[EXTRACTED TEXT]:

· · · · · · ·

In the jejunum and ileum, the intestinal mucosa is specialized for absorption by fingerlike projections called villi, each covered by enterocytes bearing microvilli (the brush border), together amplifying absorptive surface area approximately 600-fold. Membrane-bound brush border enzymes complete digestion at the absorption surface: maltase converts maltose to two glucose molecules; sucrase converts sucrose to glucose and fructose; lactase converts lactose to glucose and galactose; aminopeptidase and dipeptidases cleave peptides from the N-terminal end and dipeptides, respectively, to amino acids; nucleotidases and nucleosidases reduce nucleotides to nucleosides and then to nitrogenous bases plus pentose sugars.
Absorption: Glucose and amino acids are absorbed by secondary active transport (sodium-glucose co-transporters, SGLT; sodium-amino acid co-transporters) into blood capillaries within each villus. These capillaries drain into the portal vein, delivering absorbed nutrients to the liver for processing. Fatty acids and monoglycerides enter enterocytes by passive diffusion and are re-esterified into triglycerides, packaged with cholesterol, phospholipids, and apolipoprotein B48 into chylomicrons, then exported by exocytosis into lacteals — lymphatic capillaries in each villus core. Chylomicrons travel through mesenteric lymphatics to the thoracic duct, emptying into the left subclavian vein and entering systemic circulation, bypassing the liver. Fat-soluble vitamins (A, D, E, K) follow this same route.
Large Intestinal Phase: The large intestine, characterised by haustra (sacculations), receives the largely nutrient-depleted residue. Its primary function is water reabsorption (~1.3–1.8 L daily) by osmosis, along with mineral absorption. Symbiotic bacteria colonising the colon synthesize vitamins B and K. The compacted, dehydrated residue (faeces) is stored in the rectum and expelled through the anus via the defecation reflex.
Hormonal Coordination: Four gut hormones orchestrate this process. Gastrin (G-cells, pyloric stomach, triggered by food) stimulates HCl and pepsinogen. Secretin (S-cells, duodenum, triggered by acidic chyme) stimulates pancreatic bicarbonate. CCK (I-cells, duodenum, triggered by fats and amino acids) simultaneously triggers gallbladder contraction (bile release) and pancreatic enzyme secretion. GIP (K-cells, duodenum, triggered by fats and glucose) inhibits gastric acid and stimulates insulin release (incretin effect), coordinating the body's glucose-handling response.
The most tested NEET concept in this chapter is that bile contains no digestive enzymes — it only emulsifies fats — and that enterokinase, which initiates the pancreatic proenzyme cascade, is a duodenal (intestinal), not pancreatic, enzyme.

· · · · · · ·

[INFORMATION PROVIDED]:

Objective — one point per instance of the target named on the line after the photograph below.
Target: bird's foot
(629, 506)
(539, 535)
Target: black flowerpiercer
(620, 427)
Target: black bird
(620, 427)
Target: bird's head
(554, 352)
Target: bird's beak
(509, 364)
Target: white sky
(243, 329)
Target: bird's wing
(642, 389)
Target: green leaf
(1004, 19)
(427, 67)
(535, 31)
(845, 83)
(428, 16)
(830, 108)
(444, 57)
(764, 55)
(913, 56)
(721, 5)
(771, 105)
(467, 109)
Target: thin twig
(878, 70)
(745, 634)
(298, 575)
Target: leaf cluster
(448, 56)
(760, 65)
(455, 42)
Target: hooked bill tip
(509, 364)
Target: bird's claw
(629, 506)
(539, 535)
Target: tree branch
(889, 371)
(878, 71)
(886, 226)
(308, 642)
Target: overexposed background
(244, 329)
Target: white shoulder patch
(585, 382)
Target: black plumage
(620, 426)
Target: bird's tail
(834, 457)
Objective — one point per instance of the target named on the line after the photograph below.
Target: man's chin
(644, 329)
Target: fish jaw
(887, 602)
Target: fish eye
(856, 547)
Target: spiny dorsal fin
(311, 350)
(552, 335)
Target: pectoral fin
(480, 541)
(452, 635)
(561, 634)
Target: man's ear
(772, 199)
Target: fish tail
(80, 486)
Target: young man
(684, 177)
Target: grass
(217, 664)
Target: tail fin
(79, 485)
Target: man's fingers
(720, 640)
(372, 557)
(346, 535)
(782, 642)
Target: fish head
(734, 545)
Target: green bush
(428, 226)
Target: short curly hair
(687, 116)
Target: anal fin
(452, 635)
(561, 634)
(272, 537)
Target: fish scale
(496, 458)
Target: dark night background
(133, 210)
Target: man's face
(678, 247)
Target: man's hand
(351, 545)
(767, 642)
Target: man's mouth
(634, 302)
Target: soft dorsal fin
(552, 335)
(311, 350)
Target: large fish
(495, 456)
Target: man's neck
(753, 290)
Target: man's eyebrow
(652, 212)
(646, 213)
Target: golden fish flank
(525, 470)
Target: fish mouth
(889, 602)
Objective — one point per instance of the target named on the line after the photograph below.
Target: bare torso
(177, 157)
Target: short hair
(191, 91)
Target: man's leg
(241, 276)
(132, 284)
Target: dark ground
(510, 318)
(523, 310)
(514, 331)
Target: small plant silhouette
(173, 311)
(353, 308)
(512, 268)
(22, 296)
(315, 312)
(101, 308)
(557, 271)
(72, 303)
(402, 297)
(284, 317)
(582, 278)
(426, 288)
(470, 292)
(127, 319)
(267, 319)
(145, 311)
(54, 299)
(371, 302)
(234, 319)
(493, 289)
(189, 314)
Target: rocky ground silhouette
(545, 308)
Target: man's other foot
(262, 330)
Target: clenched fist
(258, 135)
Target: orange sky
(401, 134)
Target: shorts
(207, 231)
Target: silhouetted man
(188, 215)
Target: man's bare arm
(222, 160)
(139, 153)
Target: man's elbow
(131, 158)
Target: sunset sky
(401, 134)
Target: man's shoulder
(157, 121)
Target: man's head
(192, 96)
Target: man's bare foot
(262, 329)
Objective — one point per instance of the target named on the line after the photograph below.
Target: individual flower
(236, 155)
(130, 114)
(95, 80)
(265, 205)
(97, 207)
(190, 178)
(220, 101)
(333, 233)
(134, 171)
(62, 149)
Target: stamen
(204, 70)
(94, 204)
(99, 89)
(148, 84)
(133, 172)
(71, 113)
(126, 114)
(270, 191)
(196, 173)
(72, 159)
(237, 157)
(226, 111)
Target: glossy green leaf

· · · · · · ·

[WORK TASK]: Can you give the digestion passage again, starting with "The most tested" and going on through "not pancreatic, enzyme.", with "enterokinase" replaced by "enteropeptidase"?

[RESPONSE TO THIS TASK]:
The most tested NEET concept in this chapter is that bile contains no digestive enzymes — it only emulsifies fats — and that enteropeptidase, which initiates the pancreatic proenzyme cascade, is a duodenal (intestinal), not pancreatic, enzyme.